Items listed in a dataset

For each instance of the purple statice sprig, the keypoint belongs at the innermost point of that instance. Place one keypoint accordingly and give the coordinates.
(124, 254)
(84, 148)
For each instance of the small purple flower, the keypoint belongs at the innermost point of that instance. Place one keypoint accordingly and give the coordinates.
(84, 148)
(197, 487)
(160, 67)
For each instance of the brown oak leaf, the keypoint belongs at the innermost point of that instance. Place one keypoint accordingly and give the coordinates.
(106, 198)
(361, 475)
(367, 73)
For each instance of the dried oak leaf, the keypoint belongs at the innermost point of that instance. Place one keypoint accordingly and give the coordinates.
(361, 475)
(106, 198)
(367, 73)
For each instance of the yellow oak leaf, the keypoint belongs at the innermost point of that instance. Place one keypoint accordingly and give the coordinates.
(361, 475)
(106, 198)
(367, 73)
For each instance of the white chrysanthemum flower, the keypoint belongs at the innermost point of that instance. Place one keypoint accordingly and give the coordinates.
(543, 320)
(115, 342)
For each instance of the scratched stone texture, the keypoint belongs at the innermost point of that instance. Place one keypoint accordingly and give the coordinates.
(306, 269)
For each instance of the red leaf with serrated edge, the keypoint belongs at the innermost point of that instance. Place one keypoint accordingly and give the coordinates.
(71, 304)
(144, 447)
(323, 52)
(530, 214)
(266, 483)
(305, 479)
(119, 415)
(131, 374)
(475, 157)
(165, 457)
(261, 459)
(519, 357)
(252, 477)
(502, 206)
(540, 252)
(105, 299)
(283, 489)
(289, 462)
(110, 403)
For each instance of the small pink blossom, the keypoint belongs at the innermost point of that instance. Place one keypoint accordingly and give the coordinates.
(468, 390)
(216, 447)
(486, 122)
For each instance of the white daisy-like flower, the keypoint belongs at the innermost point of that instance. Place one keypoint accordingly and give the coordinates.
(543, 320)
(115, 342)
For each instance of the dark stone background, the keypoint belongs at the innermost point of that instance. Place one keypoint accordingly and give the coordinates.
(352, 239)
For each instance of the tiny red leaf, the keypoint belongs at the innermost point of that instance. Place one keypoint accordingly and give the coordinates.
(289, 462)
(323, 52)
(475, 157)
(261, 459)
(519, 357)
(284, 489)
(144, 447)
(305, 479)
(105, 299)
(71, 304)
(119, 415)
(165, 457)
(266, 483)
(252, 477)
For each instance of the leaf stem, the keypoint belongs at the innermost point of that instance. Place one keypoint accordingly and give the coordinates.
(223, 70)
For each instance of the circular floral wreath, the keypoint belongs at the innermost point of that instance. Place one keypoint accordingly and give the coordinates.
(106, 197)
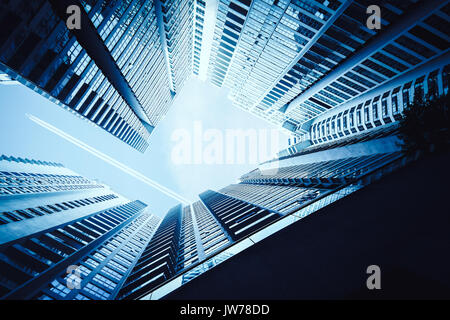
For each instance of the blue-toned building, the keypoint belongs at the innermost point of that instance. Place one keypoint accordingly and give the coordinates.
(186, 237)
(312, 66)
(121, 70)
(63, 236)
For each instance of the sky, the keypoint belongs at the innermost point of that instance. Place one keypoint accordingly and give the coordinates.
(197, 124)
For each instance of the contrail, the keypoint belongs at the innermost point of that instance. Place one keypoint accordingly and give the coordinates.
(109, 160)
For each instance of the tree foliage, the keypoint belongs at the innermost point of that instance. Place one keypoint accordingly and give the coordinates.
(425, 125)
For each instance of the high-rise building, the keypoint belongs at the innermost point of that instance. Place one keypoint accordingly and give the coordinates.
(120, 70)
(63, 236)
(193, 239)
(303, 65)
(186, 237)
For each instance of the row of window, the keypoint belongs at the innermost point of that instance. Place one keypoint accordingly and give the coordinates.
(381, 109)
(18, 215)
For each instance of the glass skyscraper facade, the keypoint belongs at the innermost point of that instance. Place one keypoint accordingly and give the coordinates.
(313, 68)
(192, 239)
(53, 219)
(295, 62)
(120, 71)
(186, 237)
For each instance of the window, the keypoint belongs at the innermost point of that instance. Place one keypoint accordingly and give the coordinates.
(80, 296)
(96, 291)
(59, 289)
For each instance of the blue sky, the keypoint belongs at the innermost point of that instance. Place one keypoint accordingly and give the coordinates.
(198, 103)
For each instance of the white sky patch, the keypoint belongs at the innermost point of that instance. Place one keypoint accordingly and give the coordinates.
(109, 160)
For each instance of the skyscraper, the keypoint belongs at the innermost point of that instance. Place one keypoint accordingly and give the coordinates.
(59, 229)
(295, 62)
(186, 237)
(192, 239)
(121, 70)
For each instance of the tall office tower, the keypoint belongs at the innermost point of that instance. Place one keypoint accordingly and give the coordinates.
(293, 62)
(301, 184)
(6, 80)
(199, 13)
(53, 221)
(186, 237)
(116, 71)
(192, 239)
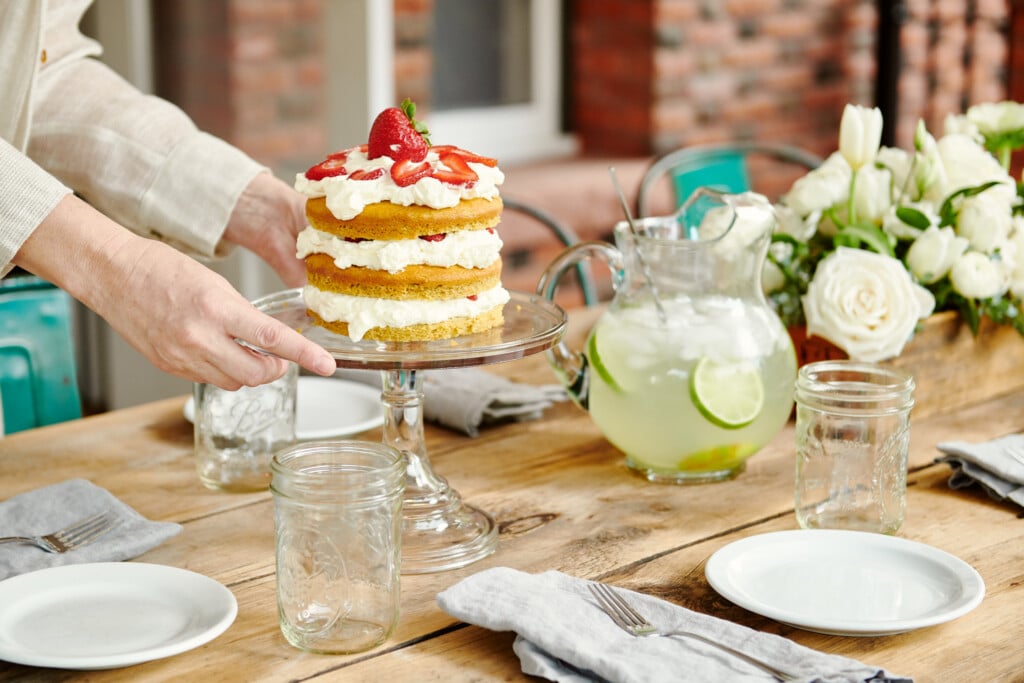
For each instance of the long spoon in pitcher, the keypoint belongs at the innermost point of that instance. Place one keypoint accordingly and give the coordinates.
(636, 239)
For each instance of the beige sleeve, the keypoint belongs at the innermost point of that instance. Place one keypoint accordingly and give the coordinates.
(136, 158)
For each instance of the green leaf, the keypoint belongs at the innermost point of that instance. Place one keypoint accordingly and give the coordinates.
(912, 217)
(871, 236)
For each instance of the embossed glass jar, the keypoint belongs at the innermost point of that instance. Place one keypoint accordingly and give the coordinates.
(338, 529)
(238, 432)
(853, 435)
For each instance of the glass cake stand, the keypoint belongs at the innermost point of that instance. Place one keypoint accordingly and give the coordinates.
(439, 531)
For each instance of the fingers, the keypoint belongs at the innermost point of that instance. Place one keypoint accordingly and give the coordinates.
(276, 338)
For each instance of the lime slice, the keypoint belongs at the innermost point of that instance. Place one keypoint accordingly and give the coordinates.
(728, 394)
(598, 365)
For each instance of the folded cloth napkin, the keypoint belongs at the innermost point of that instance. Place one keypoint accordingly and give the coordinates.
(45, 510)
(564, 636)
(996, 465)
(467, 398)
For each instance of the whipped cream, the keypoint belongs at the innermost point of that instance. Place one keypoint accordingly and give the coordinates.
(347, 198)
(364, 313)
(470, 249)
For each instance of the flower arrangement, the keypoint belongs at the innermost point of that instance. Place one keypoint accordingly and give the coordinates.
(877, 239)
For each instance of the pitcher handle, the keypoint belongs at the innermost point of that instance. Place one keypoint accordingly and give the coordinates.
(569, 365)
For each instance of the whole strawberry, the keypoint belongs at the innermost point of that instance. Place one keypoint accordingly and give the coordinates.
(397, 134)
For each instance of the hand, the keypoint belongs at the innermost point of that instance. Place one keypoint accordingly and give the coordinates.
(266, 220)
(179, 314)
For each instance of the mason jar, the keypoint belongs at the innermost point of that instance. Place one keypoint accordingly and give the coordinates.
(853, 437)
(238, 432)
(338, 532)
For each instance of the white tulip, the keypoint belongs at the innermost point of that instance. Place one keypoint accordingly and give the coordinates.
(975, 275)
(820, 188)
(932, 254)
(996, 118)
(865, 303)
(859, 134)
(985, 221)
(872, 194)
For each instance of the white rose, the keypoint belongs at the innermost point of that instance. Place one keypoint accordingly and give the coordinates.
(967, 164)
(1014, 257)
(859, 135)
(976, 276)
(865, 303)
(821, 187)
(931, 255)
(985, 221)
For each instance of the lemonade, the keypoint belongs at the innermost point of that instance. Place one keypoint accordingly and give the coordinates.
(691, 397)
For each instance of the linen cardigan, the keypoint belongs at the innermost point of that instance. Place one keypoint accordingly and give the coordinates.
(68, 123)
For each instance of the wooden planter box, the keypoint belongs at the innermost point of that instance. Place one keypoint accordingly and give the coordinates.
(950, 367)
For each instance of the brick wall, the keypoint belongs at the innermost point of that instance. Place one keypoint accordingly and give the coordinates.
(646, 76)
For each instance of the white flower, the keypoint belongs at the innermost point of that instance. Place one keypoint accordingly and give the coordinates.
(865, 303)
(871, 195)
(859, 134)
(968, 164)
(996, 118)
(985, 221)
(975, 275)
(821, 187)
(931, 255)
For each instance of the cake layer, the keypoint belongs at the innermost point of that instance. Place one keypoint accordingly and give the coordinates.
(404, 321)
(420, 332)
(470, 249)
(392, 221)
(415, 282)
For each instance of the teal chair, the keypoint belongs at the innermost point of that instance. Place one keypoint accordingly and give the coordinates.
(725, 167)
(38, 381)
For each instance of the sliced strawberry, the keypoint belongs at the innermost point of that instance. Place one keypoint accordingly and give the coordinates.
(406, 172)
(458, 172)
(397, 134)
(367, 174)
(327, 168)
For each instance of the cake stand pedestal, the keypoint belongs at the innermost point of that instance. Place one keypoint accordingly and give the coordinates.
(439, 531)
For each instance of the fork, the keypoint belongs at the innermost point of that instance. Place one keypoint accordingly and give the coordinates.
(75, 536)
(635, 624)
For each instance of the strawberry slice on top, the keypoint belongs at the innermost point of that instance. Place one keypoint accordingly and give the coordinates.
(397, 134)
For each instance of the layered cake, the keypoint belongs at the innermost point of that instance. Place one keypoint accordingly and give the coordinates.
(401, 244)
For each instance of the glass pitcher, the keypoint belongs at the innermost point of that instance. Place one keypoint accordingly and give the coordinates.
(688, 372)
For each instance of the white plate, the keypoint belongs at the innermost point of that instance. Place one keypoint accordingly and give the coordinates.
(845, 583)
(329, 408)
(109, 614)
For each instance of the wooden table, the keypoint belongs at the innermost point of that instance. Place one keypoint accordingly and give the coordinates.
(564, 501)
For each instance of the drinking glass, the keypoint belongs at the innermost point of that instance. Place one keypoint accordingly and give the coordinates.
(338, 529)
(853, 436)
(238, 432)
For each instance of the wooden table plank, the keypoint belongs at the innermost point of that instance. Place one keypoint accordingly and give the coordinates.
(563, 500)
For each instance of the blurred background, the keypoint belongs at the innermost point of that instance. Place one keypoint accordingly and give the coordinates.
(558, 90)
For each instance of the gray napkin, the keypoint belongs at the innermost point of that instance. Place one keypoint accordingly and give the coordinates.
(467, 398)
(45, 510)
(997, 466)
(564, 636)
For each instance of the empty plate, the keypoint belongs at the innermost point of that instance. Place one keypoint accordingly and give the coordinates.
(109, 614)
(845, 583)
(329, 408)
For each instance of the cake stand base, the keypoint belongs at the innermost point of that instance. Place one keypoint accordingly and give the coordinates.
(439, 531)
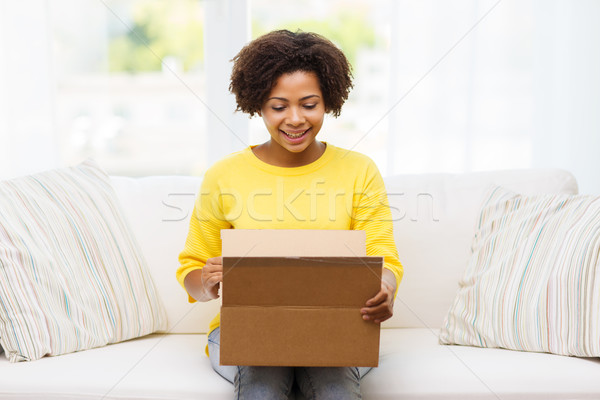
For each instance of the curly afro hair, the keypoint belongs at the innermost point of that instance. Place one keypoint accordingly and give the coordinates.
(261, 62)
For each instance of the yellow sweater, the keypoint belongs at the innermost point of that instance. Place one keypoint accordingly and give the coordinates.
(340, 190)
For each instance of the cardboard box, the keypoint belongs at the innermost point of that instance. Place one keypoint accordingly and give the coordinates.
(293, 298)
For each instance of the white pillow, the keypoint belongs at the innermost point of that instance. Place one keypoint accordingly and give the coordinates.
(533, 282)
(72, 276)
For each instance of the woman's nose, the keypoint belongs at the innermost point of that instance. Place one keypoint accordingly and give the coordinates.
(296, 116)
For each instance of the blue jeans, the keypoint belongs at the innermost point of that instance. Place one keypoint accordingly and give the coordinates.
(277, 382)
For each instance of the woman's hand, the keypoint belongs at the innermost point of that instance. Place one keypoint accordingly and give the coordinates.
(203, 284)
(212, 276)
(381, 307)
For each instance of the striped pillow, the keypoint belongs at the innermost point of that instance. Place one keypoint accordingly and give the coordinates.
(533, 282)
(72, 276)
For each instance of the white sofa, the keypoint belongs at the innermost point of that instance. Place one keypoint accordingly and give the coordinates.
(434, 223)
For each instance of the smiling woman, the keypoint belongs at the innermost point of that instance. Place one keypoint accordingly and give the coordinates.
(293, 114)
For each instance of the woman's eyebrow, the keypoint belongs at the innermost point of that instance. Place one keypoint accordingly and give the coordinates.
(302, 99)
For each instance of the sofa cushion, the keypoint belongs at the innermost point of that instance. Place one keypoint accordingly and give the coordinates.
(532, 282)
(435, 216)
(412, 366)
(72, 276)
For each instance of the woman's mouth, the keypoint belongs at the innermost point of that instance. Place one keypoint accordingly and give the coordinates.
(294, 134)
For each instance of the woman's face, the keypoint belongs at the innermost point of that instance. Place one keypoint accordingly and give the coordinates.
(293, 114)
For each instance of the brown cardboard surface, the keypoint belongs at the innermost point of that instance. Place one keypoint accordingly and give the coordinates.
(293, 242)
(300, 310)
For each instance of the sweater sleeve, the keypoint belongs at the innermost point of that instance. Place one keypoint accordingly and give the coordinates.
(204, 235)
(371, 213)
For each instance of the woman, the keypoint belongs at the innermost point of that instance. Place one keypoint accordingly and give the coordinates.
(291, 80)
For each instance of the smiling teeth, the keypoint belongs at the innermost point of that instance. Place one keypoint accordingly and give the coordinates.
(295, 136)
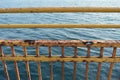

*Task goal*
Show each line above that has the word "table" in it. Upper and lower case must match.

*In response*
For each instance of the wooden table, the keypoint belongs at the innermost point of that instance. Place one keypoint accordingly and give the coordinates.
For each instance of the wooden table plank, the keypoint belongs at the innermost point of that instance. Place one keypoint accordingly and give the coordinates.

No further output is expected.